[Dataset rows showing where objects appear]
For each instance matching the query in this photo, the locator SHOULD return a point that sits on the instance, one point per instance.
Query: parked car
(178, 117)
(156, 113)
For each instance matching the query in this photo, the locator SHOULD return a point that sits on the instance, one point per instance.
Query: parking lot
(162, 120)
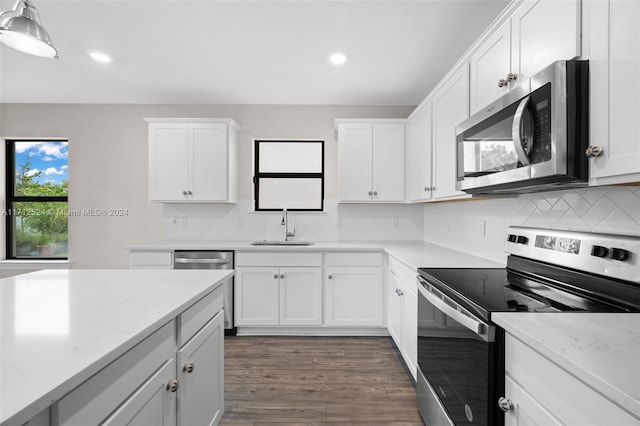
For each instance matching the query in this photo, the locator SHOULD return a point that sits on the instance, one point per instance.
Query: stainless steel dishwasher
(210, 259)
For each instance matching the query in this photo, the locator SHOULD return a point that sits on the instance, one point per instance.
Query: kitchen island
(572, 368)
(70, 337)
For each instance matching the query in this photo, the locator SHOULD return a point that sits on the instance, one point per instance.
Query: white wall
(609, 209)
(108, 168)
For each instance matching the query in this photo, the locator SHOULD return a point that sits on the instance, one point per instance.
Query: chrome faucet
(285, 222)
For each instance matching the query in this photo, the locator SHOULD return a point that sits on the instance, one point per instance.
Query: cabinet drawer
(195, 317)
(278, 259)
(150, 258)
(404, 273)
(91, 402)
(353, 259)
(564, 395)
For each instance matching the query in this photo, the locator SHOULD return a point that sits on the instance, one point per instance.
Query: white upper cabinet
(371, 160)
(418, 153)
(192, 160)
(450, 107)
(614, 67)
(489, 64)
(538, 33)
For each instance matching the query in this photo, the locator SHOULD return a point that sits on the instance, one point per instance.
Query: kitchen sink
(281, 243)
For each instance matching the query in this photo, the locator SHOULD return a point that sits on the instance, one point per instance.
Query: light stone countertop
(60, 327)
(414, 254)
(603, 350)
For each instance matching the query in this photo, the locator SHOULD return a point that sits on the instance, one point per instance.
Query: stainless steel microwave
(531, 139)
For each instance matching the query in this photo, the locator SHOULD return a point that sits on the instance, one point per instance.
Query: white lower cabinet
(402, 312)
(268, 293)
(354, 293)
(150, 384)
(540, 392)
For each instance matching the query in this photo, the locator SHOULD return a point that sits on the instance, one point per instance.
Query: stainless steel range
(460, 350)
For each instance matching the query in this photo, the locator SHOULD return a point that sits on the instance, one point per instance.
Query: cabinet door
(209, 162)
(394, 308)
(300, 296)
(543, 31)
(168, 161)
(151, 404)
(450, 108)
(256, 296)
(201, 376)
(615, 85)
(490, 63)
(354, 296)
(526, 410)
(388, 162)
(410, 329)
(418, 155)
(355, 161)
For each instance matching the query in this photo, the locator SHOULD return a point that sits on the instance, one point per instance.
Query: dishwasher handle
(202, 261)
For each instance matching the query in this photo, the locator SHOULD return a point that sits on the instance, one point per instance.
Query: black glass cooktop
(487, 290)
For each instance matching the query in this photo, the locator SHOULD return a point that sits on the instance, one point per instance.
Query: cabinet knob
(505, 404)
(593, 151)
(173, 385)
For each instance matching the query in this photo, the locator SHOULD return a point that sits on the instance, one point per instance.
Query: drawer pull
(173, 385)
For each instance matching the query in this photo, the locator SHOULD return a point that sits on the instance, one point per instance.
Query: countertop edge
(619, 397)
(62, 389)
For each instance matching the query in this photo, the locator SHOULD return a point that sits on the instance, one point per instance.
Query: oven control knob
(505, 404)
(619, 254)
(599, 251)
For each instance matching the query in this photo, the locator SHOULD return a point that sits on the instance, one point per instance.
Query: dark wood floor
(316, 381)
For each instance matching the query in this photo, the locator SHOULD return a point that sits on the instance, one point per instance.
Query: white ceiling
(244, 52)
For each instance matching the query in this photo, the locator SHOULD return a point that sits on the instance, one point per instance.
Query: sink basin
(281, 243)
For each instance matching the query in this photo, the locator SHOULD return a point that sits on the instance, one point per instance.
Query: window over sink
(288, 174)
(37, 188)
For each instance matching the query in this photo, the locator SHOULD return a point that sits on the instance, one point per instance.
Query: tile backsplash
(339, 222)
(479, 226)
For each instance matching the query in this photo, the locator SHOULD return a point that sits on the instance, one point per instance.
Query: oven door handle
(470, 323)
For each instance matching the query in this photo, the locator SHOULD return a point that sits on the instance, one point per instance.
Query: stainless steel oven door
(456, 356)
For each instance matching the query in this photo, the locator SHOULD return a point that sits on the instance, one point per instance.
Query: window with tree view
(37, 195)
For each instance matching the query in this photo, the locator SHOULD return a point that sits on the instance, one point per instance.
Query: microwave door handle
(521, 132)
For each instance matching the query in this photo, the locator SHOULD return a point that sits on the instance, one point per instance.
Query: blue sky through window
(50, 157)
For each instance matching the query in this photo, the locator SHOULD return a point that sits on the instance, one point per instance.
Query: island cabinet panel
(151, 404)
(559, 398)
(94, 400)
(155, 382)
(201, 376)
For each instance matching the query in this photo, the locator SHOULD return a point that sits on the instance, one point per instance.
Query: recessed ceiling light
(337, 59)
(100, 57)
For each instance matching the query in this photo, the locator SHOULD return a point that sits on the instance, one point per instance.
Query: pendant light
(20, 28)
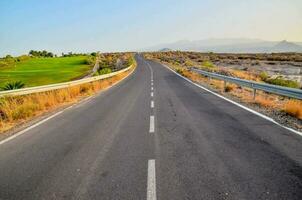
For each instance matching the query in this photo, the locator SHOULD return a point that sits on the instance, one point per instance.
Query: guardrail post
(254, 92)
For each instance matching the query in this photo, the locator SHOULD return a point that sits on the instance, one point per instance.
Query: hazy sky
(118, 25)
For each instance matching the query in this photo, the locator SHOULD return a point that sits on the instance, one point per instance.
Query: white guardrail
(56, 86)
(274, 89)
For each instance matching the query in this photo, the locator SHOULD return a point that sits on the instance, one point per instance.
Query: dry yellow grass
(18, 109)
(292, 107)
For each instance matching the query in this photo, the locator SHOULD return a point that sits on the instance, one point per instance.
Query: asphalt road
(162, 139)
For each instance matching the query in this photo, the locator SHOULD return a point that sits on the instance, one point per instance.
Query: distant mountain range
(237, 45)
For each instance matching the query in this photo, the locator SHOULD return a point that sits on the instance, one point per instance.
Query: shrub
(90, 60)
(104, 71)
(13, 85)
(229, 88)
(283, 82)
(263, 76)
(180, 71)
(293, 108)
(208, 64)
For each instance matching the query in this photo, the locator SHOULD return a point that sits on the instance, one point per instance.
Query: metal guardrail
(279, 90)
(50, 87)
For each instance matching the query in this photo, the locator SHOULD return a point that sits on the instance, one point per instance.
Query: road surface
(162, 139)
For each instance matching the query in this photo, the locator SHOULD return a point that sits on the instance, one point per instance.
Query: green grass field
(42, 71)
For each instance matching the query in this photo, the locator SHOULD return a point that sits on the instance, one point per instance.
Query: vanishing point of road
(153, 136)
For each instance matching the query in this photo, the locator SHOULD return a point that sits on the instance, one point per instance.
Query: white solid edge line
(56, 114)
(237, 104)
(151, 181)
(31, 127)
(151, 129)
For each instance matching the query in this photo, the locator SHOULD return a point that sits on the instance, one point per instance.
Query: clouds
(79, 25)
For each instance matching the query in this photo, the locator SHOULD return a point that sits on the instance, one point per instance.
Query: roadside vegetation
(15, 110)
(42, 67)
(182, 62)
(110, 62)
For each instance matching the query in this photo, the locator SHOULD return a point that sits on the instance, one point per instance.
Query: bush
(90, 60)
(104, 71)
(13, 85)
(294, 108)
(208, 64)
(263, 76)
(282, 82)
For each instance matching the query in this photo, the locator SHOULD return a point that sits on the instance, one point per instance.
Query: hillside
(236, 45)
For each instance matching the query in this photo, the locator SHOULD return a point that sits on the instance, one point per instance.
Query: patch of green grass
(42, 71)
(104, 71)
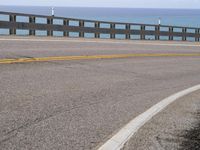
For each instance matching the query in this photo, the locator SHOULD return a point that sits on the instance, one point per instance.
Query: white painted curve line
(118, 140)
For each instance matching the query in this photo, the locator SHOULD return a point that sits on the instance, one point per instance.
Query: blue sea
(179, 17)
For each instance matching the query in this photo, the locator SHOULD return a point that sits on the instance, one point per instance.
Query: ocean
(179, 17)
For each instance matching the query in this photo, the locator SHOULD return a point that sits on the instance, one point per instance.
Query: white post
(159, 21)
(52, 11)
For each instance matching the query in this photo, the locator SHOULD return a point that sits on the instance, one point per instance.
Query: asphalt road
(80, 104)
(176, 128)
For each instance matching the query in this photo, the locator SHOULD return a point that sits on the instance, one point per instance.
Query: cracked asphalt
(80, 104)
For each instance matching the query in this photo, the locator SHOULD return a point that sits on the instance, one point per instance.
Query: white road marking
(76, 40)
(119, 139)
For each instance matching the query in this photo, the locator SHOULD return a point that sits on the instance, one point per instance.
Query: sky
(108, 3)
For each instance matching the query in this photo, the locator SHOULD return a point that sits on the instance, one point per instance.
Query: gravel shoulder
(177, 127)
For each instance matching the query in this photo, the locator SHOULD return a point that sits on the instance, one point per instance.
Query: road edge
(120, 138)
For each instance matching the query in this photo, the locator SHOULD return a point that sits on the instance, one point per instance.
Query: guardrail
(14, 22)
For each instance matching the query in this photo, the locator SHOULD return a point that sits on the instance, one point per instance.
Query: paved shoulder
(177, 127)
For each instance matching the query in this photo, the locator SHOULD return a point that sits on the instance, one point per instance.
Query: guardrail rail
(15, 23)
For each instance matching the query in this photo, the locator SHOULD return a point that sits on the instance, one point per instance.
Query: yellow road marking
(59, 58)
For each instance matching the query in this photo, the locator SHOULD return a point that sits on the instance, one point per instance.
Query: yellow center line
(59, 58)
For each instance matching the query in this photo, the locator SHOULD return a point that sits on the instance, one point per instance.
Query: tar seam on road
(62, 58)
(120, 138)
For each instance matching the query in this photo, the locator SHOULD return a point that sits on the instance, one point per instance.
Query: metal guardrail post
(184, 31)
(197, 32)
(157, 29)
(66, 23)
(112, 27)
(142, 34)
(128, 28)
(12, 18)
(171, 30)
(50, 22)
(81, 24)
(32, 20)
(97, 25)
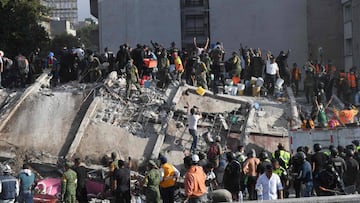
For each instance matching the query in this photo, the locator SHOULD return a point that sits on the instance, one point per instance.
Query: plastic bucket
(279, 82)
(200, 91)
(256, 91)
(260, 82)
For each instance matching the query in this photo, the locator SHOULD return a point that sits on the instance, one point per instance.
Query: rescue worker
(152, 182)
(295, 78)
(318, 161)
(81, 173)
(169, 177)
(338, 162)
(264, 160)
(94, 69)
(122, 177)
(282, 156)
(26, 182)
(69, 184)
(282, 173)
(232, 176)
(303, 175)
(194, 182)
(200, 73)
(235, 65)
(9, 186)
(53, 66)
(351, 175)
(132, 78)
(249, 169)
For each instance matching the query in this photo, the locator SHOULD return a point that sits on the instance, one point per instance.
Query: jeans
(194, 143)
(308, 189)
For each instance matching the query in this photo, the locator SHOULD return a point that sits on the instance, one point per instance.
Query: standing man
(271, 72)
(249, 169)
(194, 182)
(270, 185)
(26, 181)
(132, 77)
(232, 176)
(68, 184)
(194, 115)
(122, 177)
(152, 182)
(81, 193)
(169, 176)
(9, 186)
(296, 77)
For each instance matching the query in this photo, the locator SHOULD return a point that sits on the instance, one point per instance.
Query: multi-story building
(304, 26)
(351, 13)
(63, 10)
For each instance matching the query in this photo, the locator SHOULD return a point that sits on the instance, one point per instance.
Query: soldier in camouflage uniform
(69, 184)
(132, 77)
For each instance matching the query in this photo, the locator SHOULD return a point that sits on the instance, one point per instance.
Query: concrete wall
(136, 21)
(326, 30)
(356, 32)
(262, 23)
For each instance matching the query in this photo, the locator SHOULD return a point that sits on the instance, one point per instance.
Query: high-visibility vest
(168, 178)
(351, 80)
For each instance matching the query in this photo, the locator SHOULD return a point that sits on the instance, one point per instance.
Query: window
(348, 47)
(195, 25)
(347, 12)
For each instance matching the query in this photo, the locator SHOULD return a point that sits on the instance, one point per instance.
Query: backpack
(213, 151)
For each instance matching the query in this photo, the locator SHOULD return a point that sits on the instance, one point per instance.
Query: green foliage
(20, 31)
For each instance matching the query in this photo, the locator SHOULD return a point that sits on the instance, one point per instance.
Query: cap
(6, 169)
(195, 158)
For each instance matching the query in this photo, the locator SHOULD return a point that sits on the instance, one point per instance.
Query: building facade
(63, 10)
(351, 23)
(303, 26)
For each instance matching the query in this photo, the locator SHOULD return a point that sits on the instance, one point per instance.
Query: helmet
(230, 156)
(317, 147)
(263, 155)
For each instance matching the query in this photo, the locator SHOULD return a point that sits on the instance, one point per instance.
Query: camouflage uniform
(68, 186)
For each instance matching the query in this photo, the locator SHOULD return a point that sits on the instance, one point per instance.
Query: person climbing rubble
(132, 78)
(194, 115)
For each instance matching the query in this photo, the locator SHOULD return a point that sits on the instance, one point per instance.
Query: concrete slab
(41, 123)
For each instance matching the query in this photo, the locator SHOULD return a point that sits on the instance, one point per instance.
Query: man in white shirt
(272, 71)
(270, 184)
(193, 116)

▶ Written task:
How many lines of the records above contain the string "shoulder"? Give only the number.

▶ The solution:
2